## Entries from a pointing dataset
########

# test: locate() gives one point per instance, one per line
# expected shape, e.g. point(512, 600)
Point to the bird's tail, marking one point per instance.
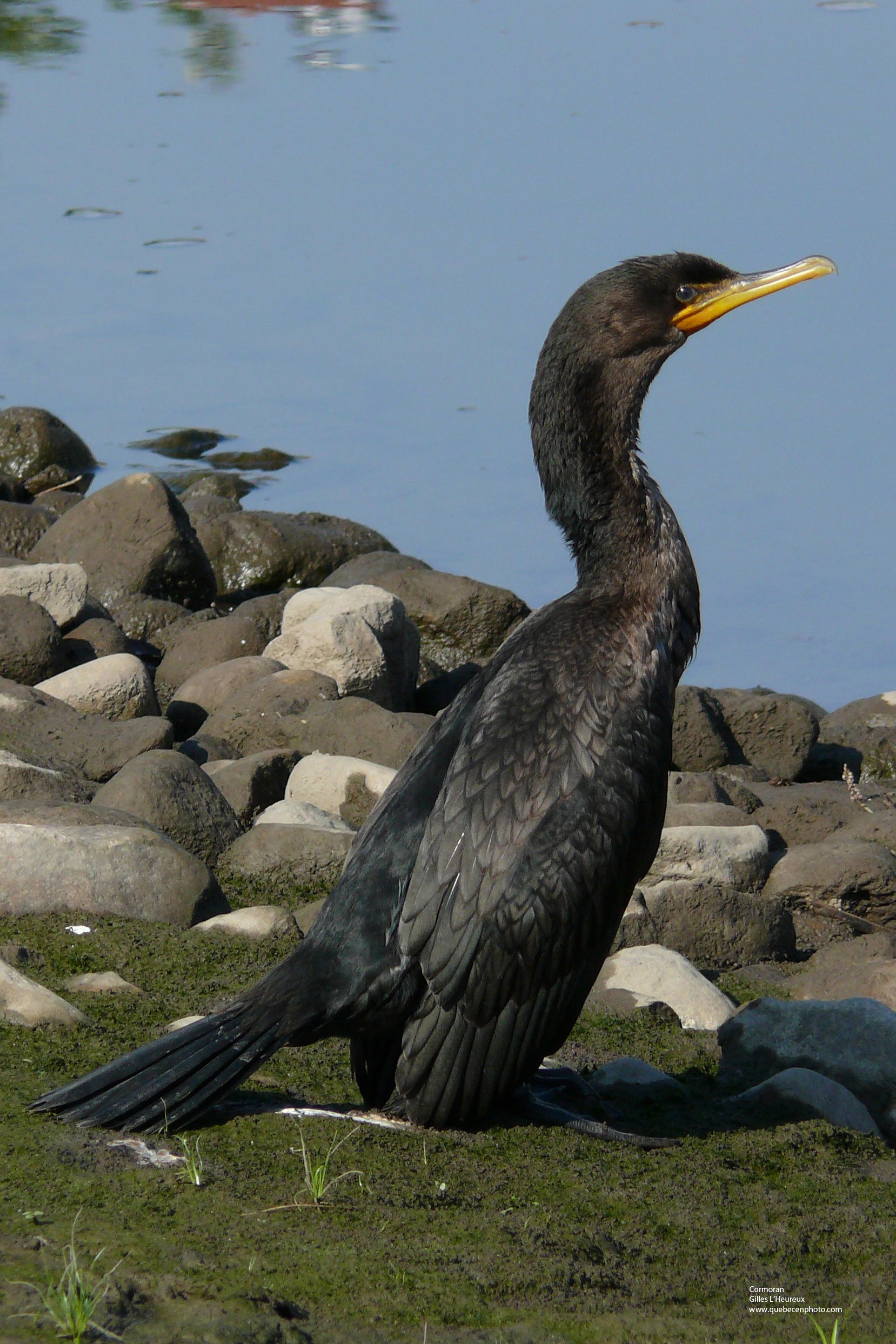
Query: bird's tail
point(176, 1078)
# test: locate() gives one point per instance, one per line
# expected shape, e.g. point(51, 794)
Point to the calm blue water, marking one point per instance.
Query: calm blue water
point(396, 205)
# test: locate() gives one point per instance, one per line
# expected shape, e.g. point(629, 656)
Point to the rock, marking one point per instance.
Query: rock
point(253, 784)
point(773, 732)
point(205, 691)
point(863, 968)
point(22, 526)
point(133, 539)
point(262, 551)
point(268, 716)
point(23, 780)
point(93, 639)
point(704, 815)
point(628, 1078)
point(289, 858)
point(289, 812)
point(659, 973)
point(118, 687)
point(458, 619)
point(61, 589)
point(252, 922)
point(49, 733)
point(39, 451)
point(861, 735)
point(856, 875)
point(359, 636)
point(62, 857)
point(700, 741)
point(30, 641)
point(343, 785)
point(29, 1005)
point(172, 793)
point(725, 857)
point(100, 983)
point(202, 647)
point(712, 926)
point(805, 1094)
point(852, 1041)
point(691, 787)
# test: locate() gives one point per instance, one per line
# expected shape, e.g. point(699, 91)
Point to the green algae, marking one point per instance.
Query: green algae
point(513, 1233)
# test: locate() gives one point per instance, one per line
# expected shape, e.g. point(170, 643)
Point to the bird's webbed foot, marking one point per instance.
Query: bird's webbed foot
point(558, 1096)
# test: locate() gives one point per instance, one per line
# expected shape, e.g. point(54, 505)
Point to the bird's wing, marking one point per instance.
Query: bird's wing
point(532, 839)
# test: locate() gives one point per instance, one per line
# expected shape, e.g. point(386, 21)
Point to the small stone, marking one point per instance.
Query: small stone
point(118, 687)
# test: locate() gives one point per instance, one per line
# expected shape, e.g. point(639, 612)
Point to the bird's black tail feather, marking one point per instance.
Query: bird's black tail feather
point(173, 1080)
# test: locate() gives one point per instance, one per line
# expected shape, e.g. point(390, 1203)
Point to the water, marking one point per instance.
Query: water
point(372, 214)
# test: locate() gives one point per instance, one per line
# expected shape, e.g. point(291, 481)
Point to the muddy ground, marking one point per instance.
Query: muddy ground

########

## YOUR INSTRUCTIONS
Quote each entry above verbatim and drop the pictures.

## WRITTEN RESPONSE
# test: locate() gives one point per instance, one per line
# expected shape, e.g. point(512, 600)
Point to the bird's tail, marking one point per instance.
Query: bird's tail
point(176, 1078)
# test: locate() gives one point per instance, one per line
# expected shape, e.g. point(51, 794)
Point to the calm blue water, marking one point per instance.
Query: calm blue water
point(396, 205)
# test: locate() gives one point per instance, one per line
# expected shape, e.g. point(629, 656)
Point to the rock, marking one point per instance.
Query: rock
point(253, 784)
point(773, 732)
point(205, 691)
point(863, 968)
point(22, 526)
point(133, 539)
point(262, 551)
point(268, 716)
point(23, 780)
point(93, 639)
point(704, 815)
point(628, 1078)
point(289, 858)
point(289, 812)
point(659, 973)
point(118, 687)
point(458, 619)
point(61, 589)
point(252, 922)
point(49, 733)
point(39, 451)
point(861, 735)
point(856, 875)
point(359, 636)
point(62, 857)
point(700, 741)
point(30, 641)
point(343, 785)
point(29, 1005)
point(172, 793)
point(725, 857)
point(100, 983)
point(202, 647)
point(712, 926)
point(805, 1094)
point(852, 1041)
point(691, 787)
# test: locate() gives one point per instance, one per line
# expected shape, e.g. point(699, 91)
Point to the green algae, marking one point per instance.
Query: green algae
point(513, 1233)
# test: locate() gives one point per instance, one per line
# expected shape, e.g. point(170, 643)
Point to the bird's webbed foot, marking one point per instance.
Query: bird's webbed foot
point(558, 1096)
# test: locate() gives one point per instance, one per line
# expected shape, e.g. point(54, 505)
Point to the bird's wing, marking one point per instance.
Query: bird's wing
point(532, 839)
# test: locate() gives one point per instance, one per line
# expected shape, e.g. point(386, 21)
Point to the small stone, marking one point per instance.
Query: small stone
point(118, 687)
# test: locate() gives one point per instance, one per line
# expected shape, e.g. point(639, 612)
Point to the bird's black tail feather, marking one point per instance.
Query: bird's black tail feather
point(173, 1080)
# test: locate() gives one point per instance, one per line
# expected shape, e.g. point(390, 1203)
Point to the water, marking one point per instance.
Query: water
point(372, 214)
# test: locate() gives one point per instance, one per line
# expected shape, e.g. point(291, 481)
Point to the muddy ground, marking one point per instance.
Query: muddy ground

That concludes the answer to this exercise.